> WHAT YOU SHOULD DO
Leaving out the pictures, retype all the material exactly.

> RECORDS PROVIDED
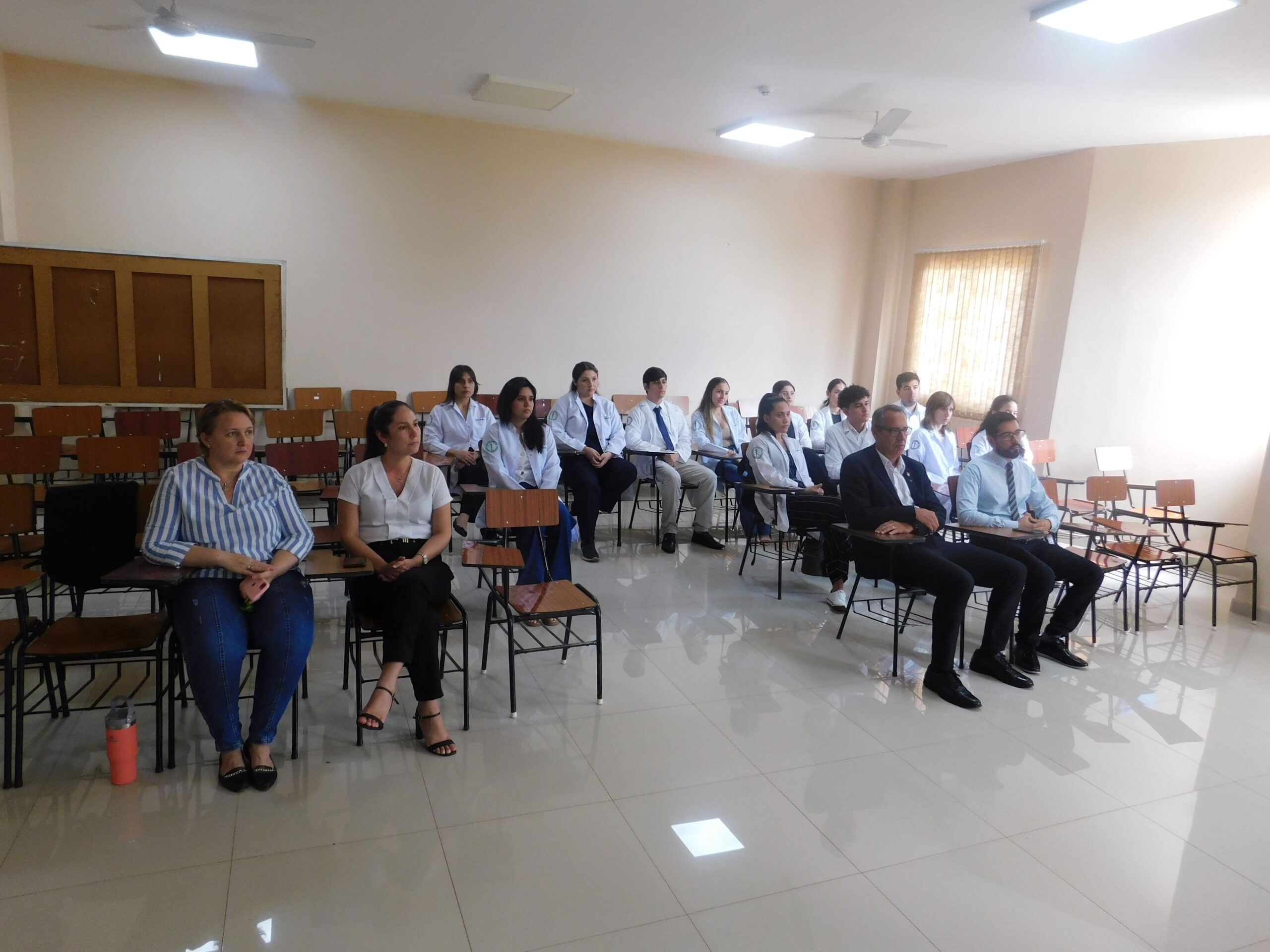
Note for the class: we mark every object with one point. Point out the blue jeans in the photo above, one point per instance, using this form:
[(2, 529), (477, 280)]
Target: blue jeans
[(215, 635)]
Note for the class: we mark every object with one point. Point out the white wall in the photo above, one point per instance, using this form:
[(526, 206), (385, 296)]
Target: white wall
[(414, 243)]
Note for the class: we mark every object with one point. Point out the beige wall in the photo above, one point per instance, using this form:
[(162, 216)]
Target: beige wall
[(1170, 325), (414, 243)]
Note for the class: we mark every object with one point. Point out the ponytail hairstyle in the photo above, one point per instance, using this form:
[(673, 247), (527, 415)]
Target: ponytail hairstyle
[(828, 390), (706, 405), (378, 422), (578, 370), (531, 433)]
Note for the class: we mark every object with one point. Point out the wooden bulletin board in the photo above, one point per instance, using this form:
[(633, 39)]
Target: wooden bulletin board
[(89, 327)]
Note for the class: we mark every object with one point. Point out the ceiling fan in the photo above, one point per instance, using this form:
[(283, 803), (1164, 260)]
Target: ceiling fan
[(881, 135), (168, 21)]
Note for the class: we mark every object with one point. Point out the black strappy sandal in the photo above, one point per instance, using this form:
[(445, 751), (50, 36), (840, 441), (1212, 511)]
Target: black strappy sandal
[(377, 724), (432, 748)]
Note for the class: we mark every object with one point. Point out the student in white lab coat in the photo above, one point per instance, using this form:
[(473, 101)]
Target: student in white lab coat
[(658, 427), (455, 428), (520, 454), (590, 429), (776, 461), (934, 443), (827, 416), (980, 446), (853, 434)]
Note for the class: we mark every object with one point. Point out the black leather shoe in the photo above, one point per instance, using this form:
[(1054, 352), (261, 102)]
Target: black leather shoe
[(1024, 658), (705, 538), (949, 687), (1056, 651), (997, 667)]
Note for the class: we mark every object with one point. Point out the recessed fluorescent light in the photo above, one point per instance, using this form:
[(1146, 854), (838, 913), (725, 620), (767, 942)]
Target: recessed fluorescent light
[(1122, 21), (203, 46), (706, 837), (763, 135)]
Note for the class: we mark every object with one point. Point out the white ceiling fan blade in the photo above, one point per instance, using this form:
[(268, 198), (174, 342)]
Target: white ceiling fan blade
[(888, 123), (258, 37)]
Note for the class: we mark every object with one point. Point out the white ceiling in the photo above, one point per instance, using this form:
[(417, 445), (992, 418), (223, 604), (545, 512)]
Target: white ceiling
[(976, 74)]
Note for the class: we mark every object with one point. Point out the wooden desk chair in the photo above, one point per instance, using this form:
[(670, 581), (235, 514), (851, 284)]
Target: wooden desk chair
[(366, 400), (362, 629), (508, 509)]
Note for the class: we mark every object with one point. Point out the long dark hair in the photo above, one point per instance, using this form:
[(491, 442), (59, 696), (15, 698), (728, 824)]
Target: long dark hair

> RESPONSE BELOW
Note for the class: we mark every object with one point. Point out the blue jeans in the photo above, one point per instance, using this form:
[(2, 529), (477, 280)]
Target: blue jeans
[(215, 635)]
Note for the class: we mark every object with one point. Point out the white wall in the photo above, one point per instance, using this form:
[(526, 206), (385, 296)]
Target: white wall
[(414, 243)]
Note for the class: we mark every object with one point. Point out the beige wall in the photo above, one point per instance, using this form:
[(162, 216)]
Target: beige wall
[(1170, 325), (414, 243)]
Note for the class: we mark every object with one point. Point out the ponytail hairstyle in the photo above, one point per instance, using this form:
[(673, 247), (527, 415)]
Target: ponytail hairstyle
[(828, 390), (706, 405), (378, 422), (578, 370), (531, 433)]
Note for the class: we mark every object with one point. Point out the wooden bulletin board in the photo above, one point per instance, using this form:
[(633, 39)]
Target: wooden bulletin board
[(89, 327)]
Note for the class: we mark every object with one point. Point out the ceiling fan in the photo above, one point per instance, using this form:
[(283, 803), (1164, 260)]
Target: ceiling fan
[(881, 135), (168, 21)]
Note for the class: we mark every object with one point. Point out the black strappy sandal in the photo above, one point per instance, using this form:
[(445, 751), (50, 36), (840, 441), (1212, 511)]
Target: black strappy sandal
[(377, 724), (432, 748)]
Note for the class: we mark every object with one point. Point out the student in white lab coat in the photo above, one point per instance, using this form:
[(473, 101)]
Target: student in white lab coat
[(658, 427), (455, 428), (520, 454), (590, 429), (776, 461), (934, 443), (827, 416), (980, 446), (853, 434)]
Note for the class: we mark every object with one point. Point out the black leather shoe in the photo above, one point per instance, using this form:
[(1054, 352), (261, 102)]
Target: black leather shoe
[(1024, 658), (705, 538), (949, 687), (1056, 651), (997, 667)]
Note for the class: we mark every object with one point. Point out the recessed fluorescent light in the photo above, one point per instance, using this form:
[(1146, 854), (838, 913), (725, 620), (767, 942)]
Target: recessed fluorescent light
[(1122, 21), (203, 46), (706, 837), (763, 135)]
Note for the class: we mark every object with one point. Point out the white ceiling fan blade in the photo above, one point per instance, using this form:
[(268, 198), (174, 342)]
Target: white ceiling fan blade
[(888, 123), (258, 37)]
Note for the class: we mark every object with one point. Point out the white ceiling in the photo above, one point per instance, using this form:
[(417, 445), (992, 418), (223, 604), (545, 512)]
Target: white ceiling
[(976, 74)]
Note for the class: we mark every object with one point. Point out the wooden desk chair in the photo above, one point per instance, using this form:
[(670, 581), (235, 514), (851, 284)]
Target: wooden desk chair
[(366, 400), (362, 629), (508, 509)]
Note for the class: we mark every object with one point. Point out the long dark hair in the photo above, one point per instance, using this form:
[(491, 442), (59, 696), (15, 698), (728, 824)]
Target: long dark hair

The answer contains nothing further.